# Excerpt

-- -- --

Agentic Presence and llms.txt - Should You Add It to Your Website?

Every few months a new file promises to be the magic switch that makes your website "AI-ready." Right now that file is llms.txt, and a wave of tools, plugins, and consultants will happily sell you on the idea that publishing one will get you cited by ChatGPT, surfaced by Claude, and ranked in AI search.

It's worth slowing down, because most of what's claimed about llms.txt is wrong - not maliciously, just optimistically. The file is real and reasonable. The mythology around it is not.

What llms.txt actually is

llms.txt is a proposed convention - a clean Markdown map of your key pages, written for machines instead of humans. The idea is genuinely sensible: a normal web page is full of navigation, scripts, ads, and markup that are useful to people but pure noise to a model trying to read your content. An llms.txt file gives a curated, token-efficient index of what matters.

Great idea. But here are three things people get wrong.

1. It is NOT an accepted standard

llms.txt is a community proposal, not a standard. No crawler is required to look for it, which means it won't necessarily be among the sources used to compile an answer from AI agents.

2. If you publish one, keep it out of your sitemap - and out of the index

If you publish an llms.txt, it shouldn't be indexed, and it shouldn't be in your sitemap.xml. The whole point is on-demand consumption by an agent, not ranking in search.

-- -- --

# Prompt 1
According to the article on llms.txt, what is an llms.txt file?
# Prompt 2
Reproduce a passage from the article on llms.txt, beginning at the words "Great idea. But" and stopping after the words "from AI agents.".
The data shown here come from a separate source.

# Entries drawn from a collection
-- -- --

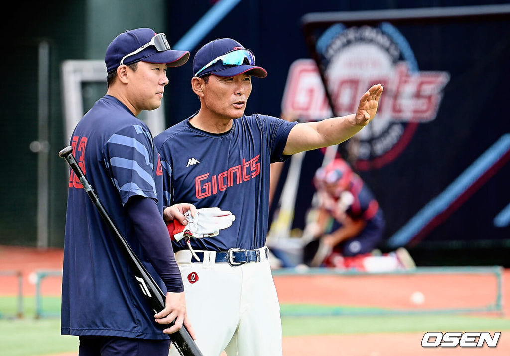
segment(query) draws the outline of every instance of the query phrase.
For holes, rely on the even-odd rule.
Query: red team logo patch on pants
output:
[[[192,272],[188,275],[188,281],[192,284],[195,283],[198,281],[198,275],[196,274],[196,272]]]

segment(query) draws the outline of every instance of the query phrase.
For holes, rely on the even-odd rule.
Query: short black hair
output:
[[[134,72],[136,72],[137,69],[138,68],[138,62],[135,62],[134,63],[131,63],[131,64],[126,64],[128,67],[133,69]],[[117,78],[117,68],[115,68],[115,70],[112,70],[110,73],[108,73],[108,75],[106,76],[106,87],[108,88],[115,81],[115,78]]]

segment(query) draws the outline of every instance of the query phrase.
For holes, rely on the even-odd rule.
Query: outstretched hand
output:
[[[372,85],[368,90],[365,92],[360,99],[354,115],[355,123],[360,126],[366,126],[375,116],[377,111],[379,98],[380,97],[384,89],[380,84]]]

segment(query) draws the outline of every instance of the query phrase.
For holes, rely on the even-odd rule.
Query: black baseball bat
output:
[[[80,180],[83,188],[85,189],[89,197],[94,203],[99,212],[101,217],[108,225],[108,227],[116,238],[115,240],[118,244],[121,251],[131,267],[135,277],[138,281],[144,294],[148,298],[151,306],[156,313],[163,310],[165,307],[166,296],[158,284],[156,283],[152,276],[149,273],[145,266],[142,264],[140,259],[132,249],[128,243],[125,238],[119,231],[115,223],[110,217],[108,212],[105,209],[99,198],[94,192],[92,187],[90,186],[85,174],[78,165],[74,156],[72,154],[72,147],[68,146],[59,152],[59,156],[65,159],[71,169]],[[172,326],[173,322],[170,323]],[[170,340],[177,348],[179,353],[183,356],[203,356],[202,353],[198,349],[195,341],[191,337],[189,332],[184,325],[178,331],[170,335]]]

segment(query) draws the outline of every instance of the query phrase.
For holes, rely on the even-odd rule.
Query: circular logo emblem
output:
[[[196,283],[198,281],[198,275],[196,272],[192,272],[188,275],[188,281],[191,284]]]
[[[377,28],[326,30],[317,42],[336,114],[355,112],[372,85],[385,87],[373,120],[348,141],[360,170],[379,168],[404,150],[420,122],[434,120],[449,80],[446,72],[420,71],[411,46],[388,23]]]

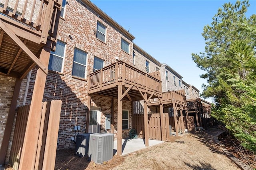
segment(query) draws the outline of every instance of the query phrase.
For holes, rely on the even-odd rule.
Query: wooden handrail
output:
[[[12,18],[12,24],[22,23],[40,32],[41,43],[46,44],[47,39],[56,41],[62,5],[62,0],[6,0],[0,13]]]
[[[102,82],[99,81],[101,78],[97,78],[99,76],[100,77],[102,76]],[[92,73],[89,77],[90,77],[89,90],[121,81],[123,85],[126,82],[130,82],[156,92],[161,91],[160,80],[121,61]]]

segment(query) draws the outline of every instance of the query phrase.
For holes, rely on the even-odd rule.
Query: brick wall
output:
[[[104,60],[106,66],[116,61],[115,57],[129,64],[132,57],[121,49],[121,38],[130,43],[130,51],[133,48],[132,40],[110,24],[80,1],[70,1],[66,6],[64,18],[60,19],[58,40],[66,43],[63,72],[49,71],[46,79],[44,101],[60,99],[62,101],[58,138],[58,149],[74,147],[70,137],[75,134],[85,132],[87,105],[87,77],[81,78],[72,75],[75,47],[87,53],[86,75],[92,73],[94,57]],[[75,10],[74,10],[75,9]],[[94,34],[97,22],[106,27],[106,41],[103,42]],[[72,40],[69,36],[71,36]],[[31,101],[36,69],[30,81],[28,101]],[[111,113],[109,99],[101,98],[101,109],[104,114]],[[111,100],[110,101],[111,101]],[[30,102],[28,101],[28,103]],[[102,117],[101,131],[104,131],[105,118]],[[74,127],[80,126],[81,130],[75,131]]]
[[[0,83],[0,94],[1,94],[1,97],[0,98],[0,112],[1,113],[1,115],[0,115],[0,148],[2,144],[4,130],[6,126],[6,122],[12,99],[12,95],[15,86],[16,81],[16,78],[0,75],[0,82],[1,82]],[[22,82],[17,101],[17,106],[16,107],[16,110],[15,113],[15,117],[7,148],[5,159],[6,163],[7,163],[9,161],[12,138],[13,137],[13,133],[15,128],[17,110],[18,107],[22,106],[26,82],[27,80],[26,79],[24,79]]]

-- -- --

# Written answer 1
A proposed convention: a clean Markdown map of a website's key pages, written for machines instead of humans.

# Written answer 2
Great idea. But here are three things people get wrong.

1. It is NOT an accepted standard

llms.txt is a community proposal, not a standard. No crawler is required to look for it, which means it won't necessarily be among the sources used to compile an answer from AI agents.